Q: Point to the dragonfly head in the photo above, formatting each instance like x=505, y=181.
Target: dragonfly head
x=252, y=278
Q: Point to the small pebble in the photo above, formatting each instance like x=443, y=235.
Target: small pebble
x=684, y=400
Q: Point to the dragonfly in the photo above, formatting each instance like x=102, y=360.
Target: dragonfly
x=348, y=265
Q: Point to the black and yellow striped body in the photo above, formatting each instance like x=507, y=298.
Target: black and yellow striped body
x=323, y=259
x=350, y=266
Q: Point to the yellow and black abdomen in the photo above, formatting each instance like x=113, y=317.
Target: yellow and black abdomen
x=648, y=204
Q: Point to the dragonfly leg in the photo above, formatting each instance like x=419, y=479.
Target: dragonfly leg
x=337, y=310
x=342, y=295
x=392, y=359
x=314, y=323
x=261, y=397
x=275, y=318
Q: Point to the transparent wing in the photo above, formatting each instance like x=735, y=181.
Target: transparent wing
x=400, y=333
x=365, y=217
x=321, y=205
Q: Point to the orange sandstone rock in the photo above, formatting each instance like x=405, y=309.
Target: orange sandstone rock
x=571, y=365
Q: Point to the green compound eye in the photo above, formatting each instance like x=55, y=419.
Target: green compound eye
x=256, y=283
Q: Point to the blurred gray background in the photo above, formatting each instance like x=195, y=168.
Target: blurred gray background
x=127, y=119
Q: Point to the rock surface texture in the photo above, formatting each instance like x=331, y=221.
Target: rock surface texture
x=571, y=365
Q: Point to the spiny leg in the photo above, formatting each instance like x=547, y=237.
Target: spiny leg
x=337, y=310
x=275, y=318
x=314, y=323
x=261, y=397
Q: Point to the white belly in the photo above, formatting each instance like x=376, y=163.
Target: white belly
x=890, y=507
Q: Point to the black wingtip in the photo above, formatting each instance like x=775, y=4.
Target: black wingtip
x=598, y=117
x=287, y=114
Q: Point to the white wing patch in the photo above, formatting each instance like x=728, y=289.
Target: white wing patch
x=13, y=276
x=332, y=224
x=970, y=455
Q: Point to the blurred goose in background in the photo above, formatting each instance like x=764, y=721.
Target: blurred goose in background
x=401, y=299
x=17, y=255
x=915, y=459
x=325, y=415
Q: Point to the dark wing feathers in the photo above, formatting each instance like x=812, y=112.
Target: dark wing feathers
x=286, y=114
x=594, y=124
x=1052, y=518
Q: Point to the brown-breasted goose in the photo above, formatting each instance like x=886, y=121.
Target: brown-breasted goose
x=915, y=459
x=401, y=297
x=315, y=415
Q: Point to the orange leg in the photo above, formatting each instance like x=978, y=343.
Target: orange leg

■ ■ ■

:: YOUR TASK ::
Format every line of the records above as a Markdown table with two columns, Row and Text, numbering each row and leaving out blank lines.

:: TASK RESULT ::
| Row | Text |
|---|---|
| 1 | Q: Point to the dragonfly head in the photo above, formatting each instance like x=505, y=181. |
| 2 | Target: dragonfly head |
| 3 | x=252, y=278 |
| 4 | Q: Point to the small pebble in the photo above, formatting each instance like x=443, y=235. |
| 5 | Target: small pebble |
| 6 | x=684, y=400 |
| 7 | Q: Point to the dragonfly in the photo above, formatting each instance like x=102, y=360. |
| 8 | Target: dragonfly |
| 9 | x=348, y=265 |
| 10 | Q: Point to the black and yellow striped body in the photo above, formatting each instance like x=507, y=298. |
| 11 | Target: black and yellow striped body |
| 12 | x=323, y=259 |
| 13 | x=350, y=266 |
| 14 | Q: Point to the yellow and black abdomen in the photo above, formatting each instance like x=113, y=317. |
| 15 | Target: yellow and black abdomen |
| 16 | x=648, y=204 |
| 17 | Q: Point to the dragonfly leg in the photo above, formatting each instance like x=419, y=479. |
| 18 | Target: dragonfly leg |
| 19 | x=337, y=310 |
| 20 | x=342, y=295 |
| 21 | x=392, y=359 |
| 22 | x=314, y=323 |
| 23 | x=261, y=397 |
| 24 | x=275, y=318 |
| 25 | Q: Point to the transparent wing in the photo above, formatting each instance like x=735, y=181. |
| 26 | Target: transparent wing |
| 27 | x=400, y=333 |
| 28 | x=365, y=217 |
| 29 | x=321, y=205 |
| 30 | Q: Point to the orange sandstone rock in the photo above, formatting each instance like x=405, y=309. |
| 31 | Target: orange sandstone rock |
| 32 | x=571, y=365 |
| 33 | Q: Point to the green compound eye in the photo above, formatting each instance like x=55, y=419. |
| 34 | Target: green compound eye |
| 35 | x=256, y=283 |
| 36 | Q: Point to the blurred gray background in the photo above, formatting each instance like x=195, y=168. |
| 37 | Target: blurred gray background |
| 38 | x=127, y=119 |
| 39 | Q: Point to the rock surface texture in the photo above, formatting each instance like x=331, y=221. |
| 40 | Target: rock surface texture |
| 41 | x=571, y=365 |
| 42 | Q: Point to the spiny leg in the photo above, formatting each instance like x=547, y=237. |
| 43 | Target: spiny leg |
| 44 | x=337, y=310 |
| 45 | x=275, y=318 |
| 46 | x=314, y=323 |
| 47 | x=261, y=397 |
| 48 | Q: Point to the white belly in the photo above, formatting each instance like x=376, y=163. |
| 49 | Target: white belly |
| 50 | x=890, y=507 |
| 51 | Q: Point to the black wingtip in the photo above, formatting each instance like x=775, y=4. |
| 52 | Target: black wingtip |
| 53 | x=598, y=117 |
| 54 | x=287, y=114 |
| 55 | Q: Point to the white wing patch in the photo above, formatting each instance like x=728, y=289. |
| 56 | Target: white wing patch |
| 57 | x=13, y=276 |
| 58 | x=332, y=224 |
| 59 | x=970, y=455 |
| 60 | Q: Point to the blurred goose in background in the photo above, formatting each instance like x=764, y=721. |
| 61 | Target: blurred goose in background |
| 62 | x=401, y=299 |
| 63 | x=17, y=255 |
| 64 | x=915, y=459 |
| 65 | x=325, y=415 |
| 66 | Q: Point to the dark wing feathers in the photo above, formatting each instance like x=812, y=112. |
| 67 | Target: dark wing feathers |
| 68 | x=286, y=114 |
| 69 | x=594, y=124 |
| 70 | x=1052, y=518 |
| 71 | Q: Point to the brown-breasted goose in the photo above, formatting each instance like x=886, y=121. |
| 72 | Target: brown-breasted goose |
| 73 | x=915, y=459 |
| 74 | x=401, y=297 |
| 75 | x=315, y=415 |
| 76 | Q: Point to the orange leg in the photo above, formatting each instance like x=978, y=343. |
| 77 | Target: orange leg |